Can you repeat every one of the items below word for word, with nothing changed?

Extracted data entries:
## START

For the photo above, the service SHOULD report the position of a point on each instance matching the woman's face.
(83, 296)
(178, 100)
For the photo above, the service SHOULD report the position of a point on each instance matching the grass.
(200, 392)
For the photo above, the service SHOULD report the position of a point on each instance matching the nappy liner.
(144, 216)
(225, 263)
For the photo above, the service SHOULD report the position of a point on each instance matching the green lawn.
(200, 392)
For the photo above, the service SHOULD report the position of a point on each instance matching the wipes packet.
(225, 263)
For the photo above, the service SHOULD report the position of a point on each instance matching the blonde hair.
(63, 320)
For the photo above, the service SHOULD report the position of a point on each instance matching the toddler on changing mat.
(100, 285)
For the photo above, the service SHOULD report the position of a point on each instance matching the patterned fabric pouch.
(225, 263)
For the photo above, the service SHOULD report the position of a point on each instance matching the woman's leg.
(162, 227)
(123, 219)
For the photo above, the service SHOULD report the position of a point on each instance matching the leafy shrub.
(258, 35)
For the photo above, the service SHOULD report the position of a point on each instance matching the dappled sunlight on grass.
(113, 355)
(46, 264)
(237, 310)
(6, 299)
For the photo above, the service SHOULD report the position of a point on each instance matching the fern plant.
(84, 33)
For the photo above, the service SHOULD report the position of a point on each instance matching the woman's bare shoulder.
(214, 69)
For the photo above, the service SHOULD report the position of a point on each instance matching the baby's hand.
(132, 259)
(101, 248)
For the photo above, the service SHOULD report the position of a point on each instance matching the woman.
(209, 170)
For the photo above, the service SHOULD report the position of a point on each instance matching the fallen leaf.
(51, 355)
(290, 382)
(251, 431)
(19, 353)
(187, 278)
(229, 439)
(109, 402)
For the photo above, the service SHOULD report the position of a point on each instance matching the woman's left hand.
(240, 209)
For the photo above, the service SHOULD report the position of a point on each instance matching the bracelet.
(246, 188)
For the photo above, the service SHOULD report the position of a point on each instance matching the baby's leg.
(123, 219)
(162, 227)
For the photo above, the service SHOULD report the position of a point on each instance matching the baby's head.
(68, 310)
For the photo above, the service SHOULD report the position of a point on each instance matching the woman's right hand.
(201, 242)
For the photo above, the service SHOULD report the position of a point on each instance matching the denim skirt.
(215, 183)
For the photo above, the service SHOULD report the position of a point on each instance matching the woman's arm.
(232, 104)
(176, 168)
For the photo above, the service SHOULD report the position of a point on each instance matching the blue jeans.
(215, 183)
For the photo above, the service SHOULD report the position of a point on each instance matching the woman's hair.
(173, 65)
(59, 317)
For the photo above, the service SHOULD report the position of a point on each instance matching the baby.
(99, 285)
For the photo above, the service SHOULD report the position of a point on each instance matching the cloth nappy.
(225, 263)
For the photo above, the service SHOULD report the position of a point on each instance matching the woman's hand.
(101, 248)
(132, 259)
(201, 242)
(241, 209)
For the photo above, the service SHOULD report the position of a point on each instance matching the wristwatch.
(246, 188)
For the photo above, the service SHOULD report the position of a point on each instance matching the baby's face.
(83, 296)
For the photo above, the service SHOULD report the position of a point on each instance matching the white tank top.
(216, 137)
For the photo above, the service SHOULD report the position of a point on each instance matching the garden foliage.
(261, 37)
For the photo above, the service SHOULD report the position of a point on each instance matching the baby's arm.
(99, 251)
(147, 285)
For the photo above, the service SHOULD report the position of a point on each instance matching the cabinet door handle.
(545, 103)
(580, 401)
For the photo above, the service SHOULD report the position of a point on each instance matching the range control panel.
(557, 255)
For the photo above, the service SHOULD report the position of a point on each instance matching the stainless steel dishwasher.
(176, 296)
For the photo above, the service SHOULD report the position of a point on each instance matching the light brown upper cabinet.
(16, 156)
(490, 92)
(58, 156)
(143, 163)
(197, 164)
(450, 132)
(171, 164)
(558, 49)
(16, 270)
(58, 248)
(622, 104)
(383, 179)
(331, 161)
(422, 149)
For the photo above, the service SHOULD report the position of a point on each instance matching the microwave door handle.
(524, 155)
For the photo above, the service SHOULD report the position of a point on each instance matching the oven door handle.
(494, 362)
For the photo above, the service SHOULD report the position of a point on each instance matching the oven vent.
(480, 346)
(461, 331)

## END

Solution to the exercise:
For the photo above, the service SHOULD report the position of a point on each instance matching the woman's face.
(83, 296)
(178, 100)
For the photo above, the service SHOULD report the position of a point on each instance matching the grass.
(200, 392)
For the photo above, the service SHOULD report the position of a point on each instance matching the nappy liner.
(144, 216)
(225, 263)
For the photo above, the service SHOULD report the position of a point on each instance matching the green lawn.
(200, 392)
For the photo above, the service SHOULD report the position of a point on each instance matching the wipes packet.
(225, 263)
For the photo above, the service SHOULD report the position of a point on each instance matching the blonde hair.
(63, 320)
For the photo above, the service SHOULD report the position of a point on each instance matching the toddler on changing mat.
(100, 285)
For the photo above, the service SHOULD report the position of a point on each instance matching the patterned fabric pouch.
(225, 263)
For the photo above, the service SHOULD report the position of a point on each instance matching the woman's leg.
(162, 227)
(123, 219)
For the photo above, the service SHOULD report the position of a point on each instance matching the leafy shrub.
(258, 35)
For the photo above, the service SHOULD report the position of a point on each instance matching the dappled sunlight on grass.
(113, 355)
(46, 264)
(237, 310)
(6, 299)
For the photo above, the service SHOULD report the position of a point on each instance matching the fern plant.
(84, 33)
For the photo above, the service SHOULD report the position of a point on each instance matching the woman's bare shoulder.
(214, 69)
For the photo above, the service SHOULD report the position of a point on each instance matching the baby's hand.
(132, 259)
(101, 248)
For the photo above, the service SHOULD report the position of a point on each instance matching the woman.
(209, 170)
For the photo above, the service SHOULD report the position of a point on each instance matching the fallen leaf.
(51, 355)
(290, 382)
(251, 431)
(19, 353)
(187, 278)
(229, 439)
(109, 402)
For the photo above, the service SHOULD report the position of a point on each instance matching the woman's left hand.
(240, 209)
For the photo above, the service SHOULD report the position of a point on each instance matching the bracelet.
(246, 188)
For the photo above, the service SHOULD report the position of a point on each instance matching the baby's leg.
(123, 219)
(162, 227)
For the photo above, the service SHOULD report the position of a point on each instance matching the baby's head.
(68, 310)
For the photo above, the service SHOULD report the position of a point on each instance matching the woman's right hand.
(201, 242)
For the photo above, the service SHOULD report the position of a point on each instance matching the denim skirt.
(215, 183)
For the photo above, the service SHOULD report the position of a point on each instance matching the woman's arm.
(232, 104)
(176, 168)
For the photo above, the service SHOULD report the position of a point on each instance matching the blue jeans.
(215, 183)
For the photo above, the service SHOULD report the position of a point on each instance matching the woman's hair.
(173, 65)
(59, 317)
For the photo above, the service SHOULD report the position of a point on each instance matching the baby.
(99, 285)
For the photo above, the service SHOULD report the position of a point on each instance matching the cloth nappy.
(225, 263)
For the photo above, the service SHOULD report the position of a point on each instance matching the woman's hand.
(101, 248)
(132, 259)
(201, 242)
(241, 209)
For the photo above, the service SHOULD report the position of a point on each instance matching the wristwatch.
(246, 188)
For the photo above, the service SHOULD report the position of a point on each instance matching the baby's face.
(83, 296)
For the photo above, the service SHOULD report the position of a point on each instance matching the white tank top.
(216, 137)
For the photo above, the service SHOULD report the position of a point on each instance matching the garden foliage.
(261, 37)
For the photo above, the service SHOULD report the position of a point on each instance matching the baby's arm.
(99, 251)
(147, 285)
For the photo above, the service SHOULD report the position of a point on each instance matching the cabinet door handle.
(545, 103)
(580, 401)
For the photo above, the service SHOULD report the position of a point on each instance matching the range control panel.
(557, 255)
For the photo above, the service SHOULD report the position of a point on each instance matching the stainless steel dishwasher.
(176, 296)
For the photo above, the service SHOULD report the position of a point on each instance matching the light brown upper cabinet.
(16, 156)
(490, 92)
(58, 156)
(143, 163)
(197, 164)
(450, 132)
(171, 164)
(558, 49)
(16, 270)
(58, 248)
(622, 104)
(383, 179)
(331, 161)
(422, 149)
For the photo above, the service SHOULD report the position of a point on each instance matching the microwave door handle.
(524, 155)
For the photo above, the service SHOULD report the position of a point on each instance matching the oven door handle.
(494, 362)
For the photo above, the service SHOULD report the position of a point on each instance matching the oven vent.
(480, 346)
(461, 331)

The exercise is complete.